INPUT FOR THIS TASK.
----

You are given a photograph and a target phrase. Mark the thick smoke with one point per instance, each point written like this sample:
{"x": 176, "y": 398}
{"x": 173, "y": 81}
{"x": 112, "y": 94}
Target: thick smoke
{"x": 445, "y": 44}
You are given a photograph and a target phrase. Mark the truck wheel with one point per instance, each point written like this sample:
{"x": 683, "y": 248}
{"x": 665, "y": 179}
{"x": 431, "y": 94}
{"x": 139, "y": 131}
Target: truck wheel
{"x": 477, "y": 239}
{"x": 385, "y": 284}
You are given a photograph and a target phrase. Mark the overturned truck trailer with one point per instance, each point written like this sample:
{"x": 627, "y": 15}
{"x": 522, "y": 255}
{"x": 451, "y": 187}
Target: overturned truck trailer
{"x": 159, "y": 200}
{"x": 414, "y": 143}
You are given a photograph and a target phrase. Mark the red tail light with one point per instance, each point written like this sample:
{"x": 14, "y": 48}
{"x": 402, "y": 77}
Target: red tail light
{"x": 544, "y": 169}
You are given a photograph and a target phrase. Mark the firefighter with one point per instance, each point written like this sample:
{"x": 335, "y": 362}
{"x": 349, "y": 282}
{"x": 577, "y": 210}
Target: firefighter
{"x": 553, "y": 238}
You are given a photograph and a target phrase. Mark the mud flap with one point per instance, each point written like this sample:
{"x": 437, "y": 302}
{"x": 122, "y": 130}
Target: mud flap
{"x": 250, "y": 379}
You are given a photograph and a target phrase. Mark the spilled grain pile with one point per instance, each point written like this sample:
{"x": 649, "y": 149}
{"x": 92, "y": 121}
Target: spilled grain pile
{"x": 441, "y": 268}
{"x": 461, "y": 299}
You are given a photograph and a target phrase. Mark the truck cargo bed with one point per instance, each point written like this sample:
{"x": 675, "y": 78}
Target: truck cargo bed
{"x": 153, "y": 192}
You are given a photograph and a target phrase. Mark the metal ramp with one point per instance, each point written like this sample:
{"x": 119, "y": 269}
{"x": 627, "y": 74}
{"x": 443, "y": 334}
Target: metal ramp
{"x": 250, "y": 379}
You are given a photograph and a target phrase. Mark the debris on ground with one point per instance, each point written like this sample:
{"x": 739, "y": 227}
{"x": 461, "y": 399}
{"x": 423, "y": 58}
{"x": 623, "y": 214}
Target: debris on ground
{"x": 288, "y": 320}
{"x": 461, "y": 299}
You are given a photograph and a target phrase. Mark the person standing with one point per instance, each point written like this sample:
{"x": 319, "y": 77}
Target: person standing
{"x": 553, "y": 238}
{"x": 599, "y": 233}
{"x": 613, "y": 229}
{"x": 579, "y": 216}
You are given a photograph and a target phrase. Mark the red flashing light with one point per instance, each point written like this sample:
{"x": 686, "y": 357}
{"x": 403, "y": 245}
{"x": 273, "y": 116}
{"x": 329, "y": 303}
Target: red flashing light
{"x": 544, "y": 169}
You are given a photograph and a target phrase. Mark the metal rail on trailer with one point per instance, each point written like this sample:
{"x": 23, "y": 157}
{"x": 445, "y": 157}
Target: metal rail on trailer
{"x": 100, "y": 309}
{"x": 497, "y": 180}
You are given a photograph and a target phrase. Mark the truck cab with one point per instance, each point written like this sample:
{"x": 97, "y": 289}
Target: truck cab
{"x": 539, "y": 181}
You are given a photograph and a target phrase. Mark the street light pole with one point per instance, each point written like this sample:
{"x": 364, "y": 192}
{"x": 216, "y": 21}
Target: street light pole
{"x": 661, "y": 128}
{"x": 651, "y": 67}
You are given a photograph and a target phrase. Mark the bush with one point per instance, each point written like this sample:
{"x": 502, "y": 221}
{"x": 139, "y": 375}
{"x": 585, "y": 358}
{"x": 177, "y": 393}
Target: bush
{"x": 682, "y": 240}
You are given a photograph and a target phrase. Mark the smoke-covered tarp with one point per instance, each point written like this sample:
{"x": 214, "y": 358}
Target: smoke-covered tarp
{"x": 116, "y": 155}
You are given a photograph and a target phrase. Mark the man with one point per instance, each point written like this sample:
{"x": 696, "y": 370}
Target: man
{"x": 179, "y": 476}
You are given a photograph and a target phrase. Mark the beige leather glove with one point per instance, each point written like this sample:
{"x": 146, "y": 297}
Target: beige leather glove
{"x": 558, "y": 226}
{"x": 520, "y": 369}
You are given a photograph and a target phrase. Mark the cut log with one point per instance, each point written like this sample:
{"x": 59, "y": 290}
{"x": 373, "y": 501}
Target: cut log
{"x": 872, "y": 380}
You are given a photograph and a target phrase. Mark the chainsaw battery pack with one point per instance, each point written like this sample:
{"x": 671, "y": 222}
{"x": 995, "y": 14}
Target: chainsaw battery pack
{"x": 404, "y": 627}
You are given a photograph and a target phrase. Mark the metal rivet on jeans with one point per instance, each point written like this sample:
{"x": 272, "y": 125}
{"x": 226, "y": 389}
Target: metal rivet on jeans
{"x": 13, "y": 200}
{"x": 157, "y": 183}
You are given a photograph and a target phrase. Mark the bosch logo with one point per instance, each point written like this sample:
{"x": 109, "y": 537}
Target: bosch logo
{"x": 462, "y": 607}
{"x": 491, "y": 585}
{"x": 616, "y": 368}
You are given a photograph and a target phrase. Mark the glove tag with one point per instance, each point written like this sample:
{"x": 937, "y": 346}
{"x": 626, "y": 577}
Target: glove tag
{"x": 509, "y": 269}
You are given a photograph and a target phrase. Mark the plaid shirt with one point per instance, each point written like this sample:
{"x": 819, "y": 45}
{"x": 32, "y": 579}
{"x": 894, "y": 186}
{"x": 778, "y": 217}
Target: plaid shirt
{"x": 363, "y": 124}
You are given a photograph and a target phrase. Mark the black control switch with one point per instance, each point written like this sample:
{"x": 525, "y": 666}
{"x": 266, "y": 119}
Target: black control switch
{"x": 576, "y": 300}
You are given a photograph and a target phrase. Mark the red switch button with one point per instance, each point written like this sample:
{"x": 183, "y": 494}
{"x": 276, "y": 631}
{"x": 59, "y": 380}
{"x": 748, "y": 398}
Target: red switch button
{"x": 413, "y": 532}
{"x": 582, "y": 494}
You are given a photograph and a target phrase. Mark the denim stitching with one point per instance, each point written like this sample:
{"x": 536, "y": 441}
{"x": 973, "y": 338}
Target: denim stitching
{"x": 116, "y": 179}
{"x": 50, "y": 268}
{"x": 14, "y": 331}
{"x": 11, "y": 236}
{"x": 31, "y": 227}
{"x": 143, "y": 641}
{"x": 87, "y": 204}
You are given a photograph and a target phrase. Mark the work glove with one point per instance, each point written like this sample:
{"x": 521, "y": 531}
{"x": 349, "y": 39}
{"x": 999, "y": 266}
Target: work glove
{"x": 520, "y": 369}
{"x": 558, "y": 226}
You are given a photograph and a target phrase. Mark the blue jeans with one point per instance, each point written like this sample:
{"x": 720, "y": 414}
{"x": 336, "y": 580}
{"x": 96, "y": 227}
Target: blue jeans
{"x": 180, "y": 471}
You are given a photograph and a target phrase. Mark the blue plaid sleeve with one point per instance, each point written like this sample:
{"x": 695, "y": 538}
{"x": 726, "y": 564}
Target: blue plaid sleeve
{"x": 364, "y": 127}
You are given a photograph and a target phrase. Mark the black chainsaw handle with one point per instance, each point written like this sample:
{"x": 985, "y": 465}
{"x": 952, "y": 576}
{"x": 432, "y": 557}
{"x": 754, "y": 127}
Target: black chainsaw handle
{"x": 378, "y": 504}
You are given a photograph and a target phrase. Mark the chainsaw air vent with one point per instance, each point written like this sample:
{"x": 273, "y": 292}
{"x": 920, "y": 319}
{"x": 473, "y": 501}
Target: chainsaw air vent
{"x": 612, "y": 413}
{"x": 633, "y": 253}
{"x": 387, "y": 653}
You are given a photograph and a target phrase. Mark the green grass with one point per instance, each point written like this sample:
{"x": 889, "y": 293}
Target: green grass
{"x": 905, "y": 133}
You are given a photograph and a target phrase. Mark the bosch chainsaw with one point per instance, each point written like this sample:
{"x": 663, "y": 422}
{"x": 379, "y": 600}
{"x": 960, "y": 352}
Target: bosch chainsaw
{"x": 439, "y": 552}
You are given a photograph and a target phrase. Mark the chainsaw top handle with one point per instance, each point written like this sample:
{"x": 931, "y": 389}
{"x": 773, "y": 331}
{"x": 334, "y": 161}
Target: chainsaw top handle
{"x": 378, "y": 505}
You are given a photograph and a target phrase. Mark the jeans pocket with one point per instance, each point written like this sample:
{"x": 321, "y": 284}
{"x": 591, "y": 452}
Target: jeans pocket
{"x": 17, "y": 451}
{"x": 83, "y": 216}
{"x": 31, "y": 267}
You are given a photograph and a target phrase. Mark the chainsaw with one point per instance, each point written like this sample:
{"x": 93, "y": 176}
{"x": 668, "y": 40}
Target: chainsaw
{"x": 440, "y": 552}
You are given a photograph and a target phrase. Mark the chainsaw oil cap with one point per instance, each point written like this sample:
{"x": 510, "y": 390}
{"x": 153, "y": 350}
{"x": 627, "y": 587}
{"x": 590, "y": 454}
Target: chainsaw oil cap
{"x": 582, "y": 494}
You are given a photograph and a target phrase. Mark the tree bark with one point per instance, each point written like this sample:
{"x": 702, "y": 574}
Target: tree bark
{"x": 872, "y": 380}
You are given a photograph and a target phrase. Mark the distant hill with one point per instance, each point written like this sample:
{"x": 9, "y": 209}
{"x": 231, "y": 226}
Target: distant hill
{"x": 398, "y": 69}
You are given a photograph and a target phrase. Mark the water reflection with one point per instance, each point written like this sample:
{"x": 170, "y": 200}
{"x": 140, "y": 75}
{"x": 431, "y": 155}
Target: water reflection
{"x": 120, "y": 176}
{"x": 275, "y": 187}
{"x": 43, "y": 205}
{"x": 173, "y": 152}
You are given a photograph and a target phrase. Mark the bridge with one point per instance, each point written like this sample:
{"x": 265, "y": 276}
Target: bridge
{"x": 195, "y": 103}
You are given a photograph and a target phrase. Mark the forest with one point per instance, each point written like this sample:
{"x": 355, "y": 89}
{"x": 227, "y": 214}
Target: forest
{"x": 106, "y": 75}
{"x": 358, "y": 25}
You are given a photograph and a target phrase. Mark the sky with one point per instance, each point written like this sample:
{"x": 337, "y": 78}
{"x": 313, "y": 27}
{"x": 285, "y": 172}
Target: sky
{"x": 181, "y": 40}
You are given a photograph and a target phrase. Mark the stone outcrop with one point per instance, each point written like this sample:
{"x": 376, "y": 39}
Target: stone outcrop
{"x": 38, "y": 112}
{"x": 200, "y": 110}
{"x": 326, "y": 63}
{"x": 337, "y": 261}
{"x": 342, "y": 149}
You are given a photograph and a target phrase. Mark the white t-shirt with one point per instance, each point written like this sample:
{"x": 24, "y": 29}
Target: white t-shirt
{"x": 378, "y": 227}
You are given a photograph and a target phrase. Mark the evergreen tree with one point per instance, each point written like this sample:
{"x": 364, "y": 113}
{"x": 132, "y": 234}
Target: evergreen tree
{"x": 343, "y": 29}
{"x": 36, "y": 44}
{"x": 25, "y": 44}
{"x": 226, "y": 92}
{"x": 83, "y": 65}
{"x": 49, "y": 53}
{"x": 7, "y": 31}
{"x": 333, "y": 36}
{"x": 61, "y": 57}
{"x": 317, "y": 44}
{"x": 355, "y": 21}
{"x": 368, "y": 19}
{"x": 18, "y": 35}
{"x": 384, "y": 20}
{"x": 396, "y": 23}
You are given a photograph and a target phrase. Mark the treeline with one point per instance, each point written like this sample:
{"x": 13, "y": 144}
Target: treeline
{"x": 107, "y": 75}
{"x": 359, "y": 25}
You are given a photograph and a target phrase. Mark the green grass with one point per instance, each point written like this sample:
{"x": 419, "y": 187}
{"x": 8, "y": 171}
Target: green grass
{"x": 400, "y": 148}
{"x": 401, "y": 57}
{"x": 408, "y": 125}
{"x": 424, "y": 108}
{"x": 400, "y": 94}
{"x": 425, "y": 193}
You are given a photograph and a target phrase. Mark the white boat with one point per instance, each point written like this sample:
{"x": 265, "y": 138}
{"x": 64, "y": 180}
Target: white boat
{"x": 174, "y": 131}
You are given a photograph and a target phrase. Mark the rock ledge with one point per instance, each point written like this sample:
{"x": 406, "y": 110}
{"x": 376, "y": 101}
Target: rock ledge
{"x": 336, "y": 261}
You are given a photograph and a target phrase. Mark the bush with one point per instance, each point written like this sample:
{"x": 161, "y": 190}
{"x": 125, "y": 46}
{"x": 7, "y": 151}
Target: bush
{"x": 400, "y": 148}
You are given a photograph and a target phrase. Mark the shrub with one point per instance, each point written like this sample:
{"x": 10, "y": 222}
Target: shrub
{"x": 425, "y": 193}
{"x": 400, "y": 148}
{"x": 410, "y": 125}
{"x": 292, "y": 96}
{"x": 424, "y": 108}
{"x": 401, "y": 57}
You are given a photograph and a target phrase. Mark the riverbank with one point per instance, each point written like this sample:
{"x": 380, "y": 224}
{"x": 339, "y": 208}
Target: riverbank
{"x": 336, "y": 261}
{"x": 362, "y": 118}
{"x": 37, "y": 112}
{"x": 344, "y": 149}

----

THE REQUEST. Reproduce only the lines between the line containing "Mark the rock" and the last line of the records, those two lines included, exactly.

ANSWER TO THE EXERCISE.
You are given a photograph and a target phrase. Mark the rock ledge with one point per instance, each point written like this sample:
{"x": 406, "y": 110}
{"x": 376, "y": 101}
Target: rock ledge
{"x": 336, "y": 261}
You are given a photograph and a target phrase. Mark the bush with one point per instance, each point written like this sample:
{"x": 161, "y": 190}
{"x": 125, "y": 46}
{"x": 7, "y": 151}
Target: bush
{"x": 400, "y": 148}
You are given a photograph and a target phrase. Mark the shrub with one point per instance, each point written like this sample:
{"x": 10, "y": 222}
Target: shrub
{"x": 425, "y": 193}
{"x": 400, "y": 148}
{"x": 410, "y": 125}
{"x": 292, "y": 96}
{"x": 424, "y": 108}
{"x": 401, "y": 57}
You are given a photograph and a target phrase. Mark the riverbank with one point per instance, each point written like this sample:
{"x": 380, "y": 224}
{"x": 339, "y": 208}
Target: riverbank
{"x": 336, "y": 261}
{"x": 362, "y": 118}
{"x": 37, "y": 112}
{"x": 344, "y": 149}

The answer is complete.